Work item: When you come to a picture, pass over it, and set down the entries below exactly.

***

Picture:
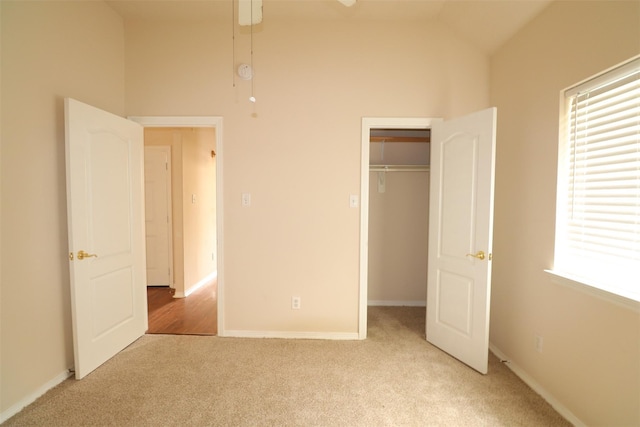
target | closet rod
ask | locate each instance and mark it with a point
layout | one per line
(399, 168)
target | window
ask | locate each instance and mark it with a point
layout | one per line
(598, 211)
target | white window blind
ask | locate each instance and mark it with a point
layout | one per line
(598, 227)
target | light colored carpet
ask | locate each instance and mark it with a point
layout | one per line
(394, 378)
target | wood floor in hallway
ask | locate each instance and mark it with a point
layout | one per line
(193, 315)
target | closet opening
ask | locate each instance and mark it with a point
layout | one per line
(395, 213)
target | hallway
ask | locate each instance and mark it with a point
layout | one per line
(193, 315)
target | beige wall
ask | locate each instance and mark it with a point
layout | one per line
(50, 50)
(398, 238)
(591, 355)
(200, 215)
(194, 224)
(297, 150)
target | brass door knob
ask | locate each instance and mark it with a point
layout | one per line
(82, 255)
(480, 255)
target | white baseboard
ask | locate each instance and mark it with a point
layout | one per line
(551, 400)
(292, 335)
(29, 399)
(385, 303)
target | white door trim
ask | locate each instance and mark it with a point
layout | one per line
(166, 149)
(369, 123)
(214, 122)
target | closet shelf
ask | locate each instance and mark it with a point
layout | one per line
(399, 168)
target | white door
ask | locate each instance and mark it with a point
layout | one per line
(105, 205)
(460, 237)
(157, 190)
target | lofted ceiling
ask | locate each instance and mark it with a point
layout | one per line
(485, 23)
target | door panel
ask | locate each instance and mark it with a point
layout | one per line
(106, 220)
(461, 225)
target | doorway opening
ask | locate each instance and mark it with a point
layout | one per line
(394, 213)
(190, 303)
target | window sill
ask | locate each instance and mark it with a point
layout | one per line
(565, 280)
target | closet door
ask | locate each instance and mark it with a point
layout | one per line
(460, 237)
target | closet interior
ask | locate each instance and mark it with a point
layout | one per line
(398, 216)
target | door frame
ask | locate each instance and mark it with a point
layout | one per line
(167, 148)
(207, 122)
(369, 123)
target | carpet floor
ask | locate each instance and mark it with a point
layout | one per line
(393, 378)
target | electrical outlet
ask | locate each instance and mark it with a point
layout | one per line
(539, 343)
(246, 200)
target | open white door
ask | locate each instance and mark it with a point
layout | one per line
(460, 237)
(105, 204)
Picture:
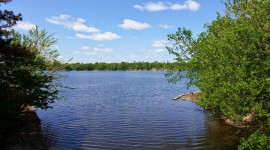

***

Response to the exercise:
Picture:
target | closet rod
ask | locate each instance and mark it with a point
layout | one per line
(399, 168)
target | window
ask | locate each instance and mark it with a point
layout | one per line
(598, 211)
target | white window blind
ask | locate each instance and mark it with a point
layout | one per line
(598, 227)
target | light colored carpet
ask | locate each instance and mark it with a point
layout | one per line
(394, 378)
target | wood floor in hallway
ask | locate each instance and mark it with a point
layout | one per line
(193, 315)
target | closet opening
ask | locate each instance and mark it with a point
layout | one per line
(395, 213)
target | hallway
ask | locate each instance and mark it with a point
layout | one per line
(193, 315)
target | beige wall
ask | locate each instance and mark it with a point
layout | one per line
(50, 50)
(398, 238)
(591, 355)
(200, 215)
(194, 224)
(297, 150)
target | brass door knob
ask | locate each instance and mark it with a point
layout | one per line
(82, 255)
(480, 255)
target | white baseboard
ask | locate each instance and mark it with a point
layout | one per line
(551, 400)
(292, 335)
(29, 399)
(385, 303)
target | white door trim
ask | locate each instance and mark it with a point
layout | one per line
(166, 149)
(369, 123)
(214, 122)
target | closet shelf
ask | locate each instance and mark it with a point
layout | one per line
(399, 168)
target | white door
ask | locate each instance and mark it with a point
layout | one per line
(105, 205)
(460, 237)
(157, 190)
target | lofted ceiling
ask | locate each instance and mark it with a point
layout | one per line
(485, 23)
target | door panel
ask | locate each instance and mark it with a point
layout | one per line
(106, 220)
(461, 225)
target | doorway opening
ask | locate each instance and mark it with a point
layout | one per line
(394, 213)
(190, 303)
target | window sill
ask | locate each instance and mark it with a point
layout | one per line
(565, 280)
target | closet door
ask | locate each instance and mark it with a point
layout | one per line
(460, 237)
target | closet interior
ask | locate each instance and mark it with a point
layout | one per line
(398, 216)
target | door frame
ask | locate each instance and mark it with a point
layout | one per line
(167, 148)
(207, 122)
(369, 123)
target | carpet floor
ask | locate each instance and mark it with a point
layout | one per line
(393, 378)
target | electrical outlet
ask | locate each instance and mark it with a point
layout | one per line
(539, 343)
(246, 200)
target | open white door
ask | locate each instance and mark it with a point
layout | one per line
(460, 237)
(105, 204)
Picture:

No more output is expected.